[Extracted data entries]
----------------------------------------

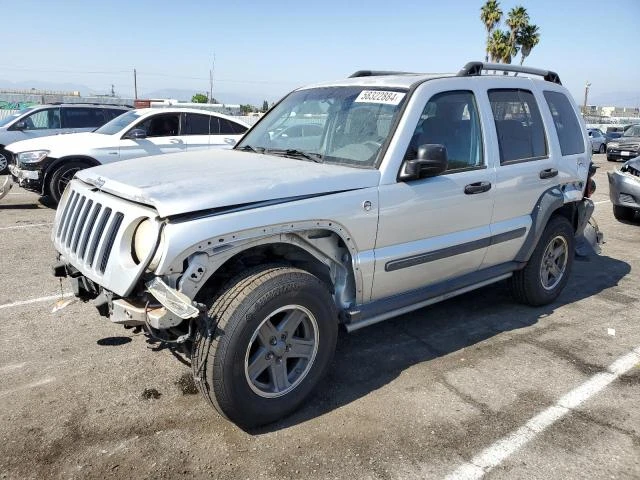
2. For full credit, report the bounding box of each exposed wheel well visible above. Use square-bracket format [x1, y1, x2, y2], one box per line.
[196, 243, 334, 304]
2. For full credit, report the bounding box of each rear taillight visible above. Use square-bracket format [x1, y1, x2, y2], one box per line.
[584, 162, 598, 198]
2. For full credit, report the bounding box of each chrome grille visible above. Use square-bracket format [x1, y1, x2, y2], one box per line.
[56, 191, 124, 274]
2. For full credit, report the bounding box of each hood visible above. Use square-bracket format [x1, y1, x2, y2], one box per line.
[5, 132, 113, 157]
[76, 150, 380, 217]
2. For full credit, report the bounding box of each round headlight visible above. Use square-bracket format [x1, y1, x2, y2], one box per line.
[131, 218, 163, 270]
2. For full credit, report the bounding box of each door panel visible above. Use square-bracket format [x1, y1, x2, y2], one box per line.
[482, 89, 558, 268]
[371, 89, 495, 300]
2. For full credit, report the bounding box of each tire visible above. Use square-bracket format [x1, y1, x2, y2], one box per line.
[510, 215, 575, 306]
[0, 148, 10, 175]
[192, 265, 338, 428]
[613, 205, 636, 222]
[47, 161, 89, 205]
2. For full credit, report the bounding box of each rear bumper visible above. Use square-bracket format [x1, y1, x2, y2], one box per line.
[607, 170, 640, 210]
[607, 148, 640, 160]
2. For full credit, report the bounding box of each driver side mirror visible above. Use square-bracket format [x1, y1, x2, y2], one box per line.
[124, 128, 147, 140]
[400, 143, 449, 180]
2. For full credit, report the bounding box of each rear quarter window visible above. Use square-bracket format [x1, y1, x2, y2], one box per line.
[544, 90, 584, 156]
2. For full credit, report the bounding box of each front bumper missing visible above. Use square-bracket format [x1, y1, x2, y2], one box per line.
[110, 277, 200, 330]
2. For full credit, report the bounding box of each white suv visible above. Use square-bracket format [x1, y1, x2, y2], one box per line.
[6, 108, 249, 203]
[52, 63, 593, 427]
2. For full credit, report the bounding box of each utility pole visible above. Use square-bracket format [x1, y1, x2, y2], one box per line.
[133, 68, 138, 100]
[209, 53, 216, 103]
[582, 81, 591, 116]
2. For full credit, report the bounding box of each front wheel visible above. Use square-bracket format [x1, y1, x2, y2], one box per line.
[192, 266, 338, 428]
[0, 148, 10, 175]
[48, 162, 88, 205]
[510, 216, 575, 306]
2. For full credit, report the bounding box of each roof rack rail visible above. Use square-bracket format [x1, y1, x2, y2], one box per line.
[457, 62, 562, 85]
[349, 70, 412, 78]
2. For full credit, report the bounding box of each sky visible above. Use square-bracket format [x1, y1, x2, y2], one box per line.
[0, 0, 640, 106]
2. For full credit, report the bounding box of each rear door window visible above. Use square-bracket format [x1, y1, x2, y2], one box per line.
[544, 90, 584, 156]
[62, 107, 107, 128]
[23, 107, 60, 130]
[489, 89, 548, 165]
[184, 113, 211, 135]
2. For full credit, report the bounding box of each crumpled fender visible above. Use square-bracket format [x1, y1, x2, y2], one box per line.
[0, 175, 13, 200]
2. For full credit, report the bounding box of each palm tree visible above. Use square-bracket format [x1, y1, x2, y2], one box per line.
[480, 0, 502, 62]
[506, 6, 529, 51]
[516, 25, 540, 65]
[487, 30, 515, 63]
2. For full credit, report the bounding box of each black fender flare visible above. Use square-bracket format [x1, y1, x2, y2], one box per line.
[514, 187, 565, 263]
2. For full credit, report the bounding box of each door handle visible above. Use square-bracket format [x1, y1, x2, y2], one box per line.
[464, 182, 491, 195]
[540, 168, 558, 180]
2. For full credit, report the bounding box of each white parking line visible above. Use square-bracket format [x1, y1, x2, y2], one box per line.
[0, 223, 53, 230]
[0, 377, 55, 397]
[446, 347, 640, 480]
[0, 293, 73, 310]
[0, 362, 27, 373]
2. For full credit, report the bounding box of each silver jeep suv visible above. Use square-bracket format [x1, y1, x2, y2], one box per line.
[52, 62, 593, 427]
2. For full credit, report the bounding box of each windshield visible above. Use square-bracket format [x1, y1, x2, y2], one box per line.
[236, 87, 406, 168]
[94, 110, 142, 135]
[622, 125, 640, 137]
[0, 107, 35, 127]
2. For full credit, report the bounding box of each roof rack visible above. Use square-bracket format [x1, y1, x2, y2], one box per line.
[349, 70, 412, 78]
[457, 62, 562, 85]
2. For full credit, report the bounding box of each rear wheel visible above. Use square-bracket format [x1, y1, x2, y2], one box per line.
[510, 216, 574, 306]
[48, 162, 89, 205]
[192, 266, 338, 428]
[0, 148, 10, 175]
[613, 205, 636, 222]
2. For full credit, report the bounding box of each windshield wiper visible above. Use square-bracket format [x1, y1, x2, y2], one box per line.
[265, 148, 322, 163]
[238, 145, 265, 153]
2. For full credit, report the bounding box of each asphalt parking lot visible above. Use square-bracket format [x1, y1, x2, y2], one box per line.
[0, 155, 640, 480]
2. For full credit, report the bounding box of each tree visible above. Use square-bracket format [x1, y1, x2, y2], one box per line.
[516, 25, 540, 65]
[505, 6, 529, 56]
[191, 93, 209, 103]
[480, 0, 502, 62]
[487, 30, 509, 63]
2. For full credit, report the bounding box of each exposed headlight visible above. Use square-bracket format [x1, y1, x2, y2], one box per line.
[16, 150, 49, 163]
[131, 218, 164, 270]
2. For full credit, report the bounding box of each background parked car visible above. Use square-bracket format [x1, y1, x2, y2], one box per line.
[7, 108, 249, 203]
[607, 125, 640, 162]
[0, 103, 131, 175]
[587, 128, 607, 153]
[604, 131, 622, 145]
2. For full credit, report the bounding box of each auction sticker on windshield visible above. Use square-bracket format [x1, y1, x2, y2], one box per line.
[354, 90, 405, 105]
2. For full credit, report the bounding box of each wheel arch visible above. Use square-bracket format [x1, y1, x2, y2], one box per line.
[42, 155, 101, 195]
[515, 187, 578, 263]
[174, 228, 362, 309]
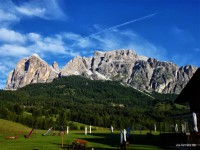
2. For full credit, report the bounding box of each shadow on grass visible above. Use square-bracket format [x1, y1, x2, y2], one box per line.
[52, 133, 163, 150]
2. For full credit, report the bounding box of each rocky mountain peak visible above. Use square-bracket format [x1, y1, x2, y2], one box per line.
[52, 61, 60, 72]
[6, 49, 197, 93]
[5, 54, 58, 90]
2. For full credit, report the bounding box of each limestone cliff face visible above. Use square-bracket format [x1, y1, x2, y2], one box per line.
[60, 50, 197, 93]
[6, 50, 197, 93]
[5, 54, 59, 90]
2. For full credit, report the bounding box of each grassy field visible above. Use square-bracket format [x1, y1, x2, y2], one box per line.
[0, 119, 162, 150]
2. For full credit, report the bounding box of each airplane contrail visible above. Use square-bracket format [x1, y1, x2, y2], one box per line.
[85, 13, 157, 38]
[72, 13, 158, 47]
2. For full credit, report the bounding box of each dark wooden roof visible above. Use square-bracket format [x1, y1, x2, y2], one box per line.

----------------------------------------

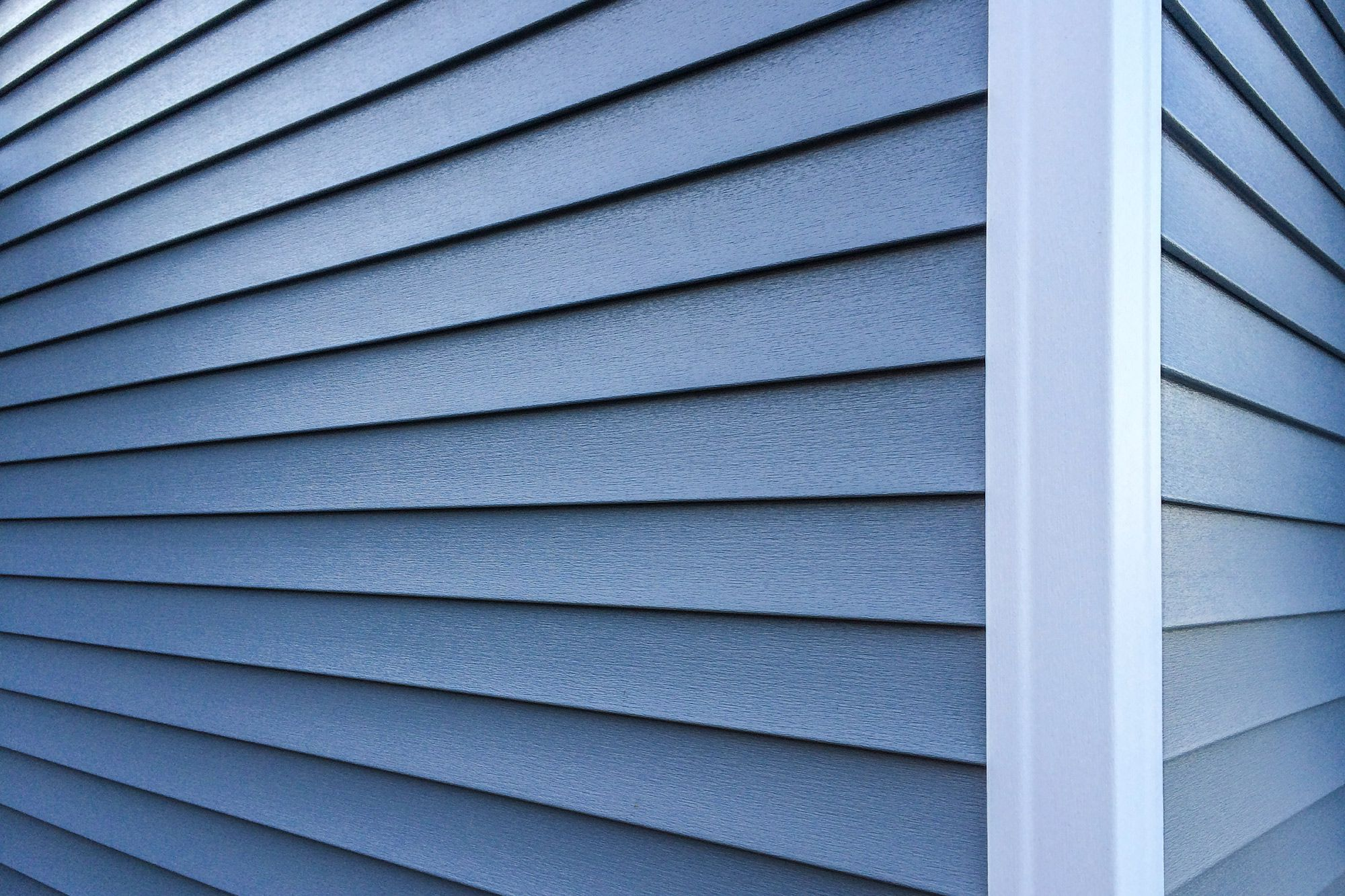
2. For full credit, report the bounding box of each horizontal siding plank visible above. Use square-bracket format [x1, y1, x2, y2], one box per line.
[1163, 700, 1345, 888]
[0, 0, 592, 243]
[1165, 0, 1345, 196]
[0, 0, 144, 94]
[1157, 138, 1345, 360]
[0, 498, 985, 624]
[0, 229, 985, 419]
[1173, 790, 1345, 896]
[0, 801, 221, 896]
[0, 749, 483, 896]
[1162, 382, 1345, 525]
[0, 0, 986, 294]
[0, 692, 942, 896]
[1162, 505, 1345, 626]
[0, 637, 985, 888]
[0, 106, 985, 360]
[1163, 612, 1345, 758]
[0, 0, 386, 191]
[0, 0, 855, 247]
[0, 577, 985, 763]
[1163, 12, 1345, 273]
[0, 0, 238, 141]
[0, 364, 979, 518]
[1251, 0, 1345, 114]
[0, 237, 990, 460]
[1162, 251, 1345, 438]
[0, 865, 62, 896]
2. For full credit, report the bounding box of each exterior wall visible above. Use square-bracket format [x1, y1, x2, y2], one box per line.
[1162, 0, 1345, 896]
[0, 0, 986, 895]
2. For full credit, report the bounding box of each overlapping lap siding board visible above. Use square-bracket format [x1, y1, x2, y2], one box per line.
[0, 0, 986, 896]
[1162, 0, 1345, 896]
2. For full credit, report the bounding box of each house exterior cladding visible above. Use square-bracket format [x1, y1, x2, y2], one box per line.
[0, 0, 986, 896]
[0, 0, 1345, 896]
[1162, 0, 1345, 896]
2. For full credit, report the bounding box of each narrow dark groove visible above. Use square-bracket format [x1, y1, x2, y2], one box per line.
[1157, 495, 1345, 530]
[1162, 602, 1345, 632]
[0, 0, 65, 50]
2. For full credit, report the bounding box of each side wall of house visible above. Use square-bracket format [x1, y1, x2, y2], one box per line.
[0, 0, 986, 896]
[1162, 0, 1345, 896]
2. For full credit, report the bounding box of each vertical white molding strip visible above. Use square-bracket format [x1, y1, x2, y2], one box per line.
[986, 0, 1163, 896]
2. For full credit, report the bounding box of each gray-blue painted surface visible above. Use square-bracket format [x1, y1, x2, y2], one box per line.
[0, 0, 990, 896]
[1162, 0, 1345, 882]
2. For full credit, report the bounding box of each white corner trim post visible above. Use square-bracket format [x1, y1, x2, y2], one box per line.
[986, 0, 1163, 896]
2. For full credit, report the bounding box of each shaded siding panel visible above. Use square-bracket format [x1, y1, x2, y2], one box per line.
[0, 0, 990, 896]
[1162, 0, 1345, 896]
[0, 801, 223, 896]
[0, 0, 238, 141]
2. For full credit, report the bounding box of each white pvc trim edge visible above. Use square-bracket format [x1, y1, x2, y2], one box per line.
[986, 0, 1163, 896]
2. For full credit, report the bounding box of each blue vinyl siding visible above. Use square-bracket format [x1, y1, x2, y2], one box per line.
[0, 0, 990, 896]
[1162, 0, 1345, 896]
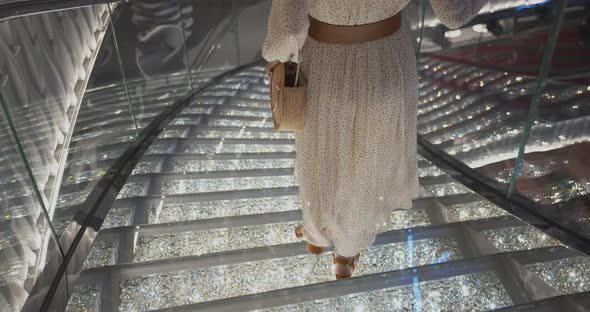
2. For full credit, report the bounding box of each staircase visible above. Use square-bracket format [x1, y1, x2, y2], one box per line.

----------------------------------------

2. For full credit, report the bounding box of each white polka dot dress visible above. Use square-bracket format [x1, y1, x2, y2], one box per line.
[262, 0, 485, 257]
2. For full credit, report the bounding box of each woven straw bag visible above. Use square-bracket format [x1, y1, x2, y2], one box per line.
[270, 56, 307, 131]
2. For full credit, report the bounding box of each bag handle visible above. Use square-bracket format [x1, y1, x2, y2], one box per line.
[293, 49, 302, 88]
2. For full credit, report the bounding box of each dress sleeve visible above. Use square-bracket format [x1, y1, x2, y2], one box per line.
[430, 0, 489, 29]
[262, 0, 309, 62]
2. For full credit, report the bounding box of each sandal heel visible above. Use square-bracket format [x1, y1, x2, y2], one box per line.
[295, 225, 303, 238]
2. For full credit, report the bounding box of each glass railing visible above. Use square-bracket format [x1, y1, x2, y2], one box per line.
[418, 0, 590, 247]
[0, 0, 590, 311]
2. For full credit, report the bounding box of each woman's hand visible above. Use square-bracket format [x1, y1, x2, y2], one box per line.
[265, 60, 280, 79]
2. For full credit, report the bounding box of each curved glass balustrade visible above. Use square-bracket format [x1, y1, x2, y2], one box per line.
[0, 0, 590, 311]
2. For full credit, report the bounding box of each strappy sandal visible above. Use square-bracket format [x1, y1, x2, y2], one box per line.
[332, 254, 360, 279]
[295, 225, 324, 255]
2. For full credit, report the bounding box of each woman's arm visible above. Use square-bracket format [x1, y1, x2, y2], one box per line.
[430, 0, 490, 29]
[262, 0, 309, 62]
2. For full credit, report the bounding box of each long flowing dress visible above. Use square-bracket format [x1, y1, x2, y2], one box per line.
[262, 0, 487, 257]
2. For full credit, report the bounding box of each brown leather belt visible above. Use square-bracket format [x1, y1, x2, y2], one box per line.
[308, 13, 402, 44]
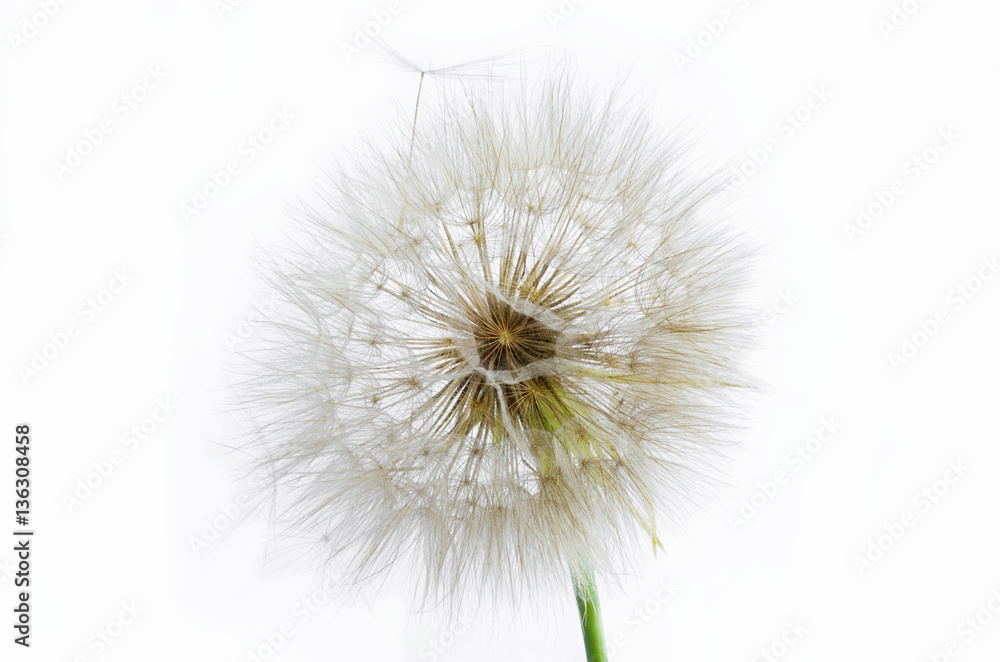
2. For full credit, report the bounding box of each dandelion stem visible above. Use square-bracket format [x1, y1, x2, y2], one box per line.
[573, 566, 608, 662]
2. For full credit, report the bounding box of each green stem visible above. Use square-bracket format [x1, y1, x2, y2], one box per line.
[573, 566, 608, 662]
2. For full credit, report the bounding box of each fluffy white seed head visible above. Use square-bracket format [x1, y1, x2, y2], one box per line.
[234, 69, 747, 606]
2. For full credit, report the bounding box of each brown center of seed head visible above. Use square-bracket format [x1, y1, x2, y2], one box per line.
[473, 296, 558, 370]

----------------------------------------

### GOAL:
Convert the listing's lines, from the one containing "each exposed wheel" through the one containing "[584, 162, 598, 198]", into a JSON list of strings with one string per line and blank lines omitted.

### RESULT:
[
  "2. For full credit, report the bounding box of each exposed wheel well visible above. Use square-bracket format [x1, y1, x2, y2], one box per line.",
  "[196, 243, 334, 304]",
  "2. For full credit, report the bounding box of each rear taillight visible above. Use square-bracket format [x1, y1, x2, y2], one box per line.",
  "[584, 162, 598, 198]"
]